**PROVIDED PASSAGE:**
>> BEGIN

Skip to content

Orphaned simctl log-stream processes when MCP server exits abnormally #382

@cameroncooke

Description

@cameroncooke

Summary

Long-lived simctl spawn … log stream child processes spawned by the simulator log-capture flow can outlive the MCP server and become permanent orphans (reparented to launchd, PPID=1) when the server is killed or crashes via a path not covered by the existing shutdown coordinator. The processes are intentionally detached so tool calls don't block, which is correct, but the cleanup story is incomplete: log_capture.ts sessions live only in an in-memory Map, and there is no process.on('exit')/beforeExit last-chance hook on either the MCP server or the daemon.

Evidence: real orphan observed in the wild

After a launch_app_logs_sim-style call from a previous session, the following processes were found alive ~9.5 hours later:

PID    PPID  ELAPSED   %CPU   COMMAND
17111  1     09:36:37  0.0    simctl launch --console-pty --terminate-running-process <udid> com.sentry.weather.Weather
17163  1     09:36:35  0.0    simctl spawn <udid> log stream --level=debug --predicate subsystem == "com.sentry.weather.Weather"
17167  16813 09:36:35  0.0    log stream --level=debug --predicate subsystem == "com.sentry.weather.Weather"   (in-sim, child of launchd_sim)
17138  16813 09:36:36  12.3   Weather.app/Weather                                                              (in-sim app, stuck in CPU loop)
  • 17111 and 17163 had PPID=1 — i.e., genuinely orphaned, reparented to launchd after their original spawning xcodebuildmcp tool process exited without cleaning them up.
  • 17167 and 17138 were correctly parented to launchd_sim (16813) and were collected automatically when the user shut the simulator down.
  • No xcodebuild, swift-frontend, or xctest was running anywhere — the MCP servers were idle (verified via sample: main thread parked on kevent, all workers parked on condvars).

The --predicate subsystem == "<bundleId>" shape matches both code paths (simulator-steps.ts and log_capture.ts), so the orphan is consistent with either flow.

How log streams are spawned (intentional detach — this part is fine)

Simulator-launch OSLog flowsrc/utils/simulator-steps.ts:298-335

const child = spawner('xcrun', ['simctl','spawn', simulatorUuid,'log','stream','--level=debug','--predicate',`subsystem == \"${bundleId}\"`], {
  stdio: ['ignore', fd, fd],
  detached: true,        // <-- line 312
});
await registerSimulatorLaunchOsLogSession({ process: child, simulatorUuid, bundleId, logFilePath });  // <-- line 317
child.unref();           // <-- line 332

Log-capture flowsrc/utils/log_capture.ts:186-233

const osLogResult = await executor(osLogCommand, 'OS Log Capture', false, undefined, true);  // detached=true (line 200)

>> END

**DATA BLOCK:**
>> BEGIN

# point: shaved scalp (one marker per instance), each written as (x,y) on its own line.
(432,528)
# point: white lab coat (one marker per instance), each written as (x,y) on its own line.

>> END

**EXERCISE INSTRUCTIONS:**
A - For each statement below, decide whether the issue about orphaned simctl log-stream processes agrees with it. Answer yes or no and quote the words of the issue that settle it.
(i) Processes 17167 and 17138 had to be stopped by hand after the simulator was shut down.
(ii) Sessions in log_capture.ts are kept only in an in-memory Map.
(iii) An xcodebuild process was still running when the orphaned processes were found.
B - Extend the issue about orphaned simctl log-stream processes, picking up right after its final line of code.

**THE RESULTS:**
A -
(i) No. "were collected automatically when the user shut the simulator down"
(ii) Yes. "log_capture.ts sessions live only in an in-memory Map"
(iii) No. "No xcodebuild, swift-frontend, or xctest was running anywhere"

B -
// …
process.unref?.();
(process.stdout as any)?.unref?.();
(process.stderr as any)?.unref?.();
// …
activeLogSessions.set(logSessionId, { processes, logFilePath, simulatorUuid, bundleId, logStream, releaseActivity });  // line 226

Both detach via detached: true + unref(). The fire-and-forget executor (src/utils/command.ts:181-211) resolves ~100ms after spawn so the tool call returns immediately. This is the correct design.

Cleanup paths that exist

src/server/mcp-shutdown.ts:198-208 — the shutdown coordinator runs all three stops:

{ operation: () => stopAllLogCaptures(STEP_TIMEOUT_MS),}                  // line 198
{ operation: () => stopOwnedSimulatorLaunchOsLogSessions(STEP_TIMEOUT_MS) }  // line 203
{ operation: () => stopAllDeviceLogCaptures(STEP_TIMEOUT_MS),}            // line 208

src/server/mcp-lifecycle.ts:379-386 — the MCP server registers handlers covering most abnormal-exit cases:

processRef.once('SIGTERM', handleSigterm);
processRef.once('SIGINT', handleSigint);
processRef.stdin.once('end', handleStdinEnd);
processRef.stdin.once('close', handleStdinClose);
processRef.stdout?.once('error', handleStdoutError);
processRef.stderr?.once('error', handleStderrError);
processRef.once('uncaughtException', handleUncaughtException);
processRef.once('unhandledRejection', handleUnhandledRejection);

src/utils/simulator-steps.ts sessions are also persisted to a filesystem registry (registerSimulatorLaunchOsLogSession at line 317) with owner instanceId, so they can be reconciled across crashes.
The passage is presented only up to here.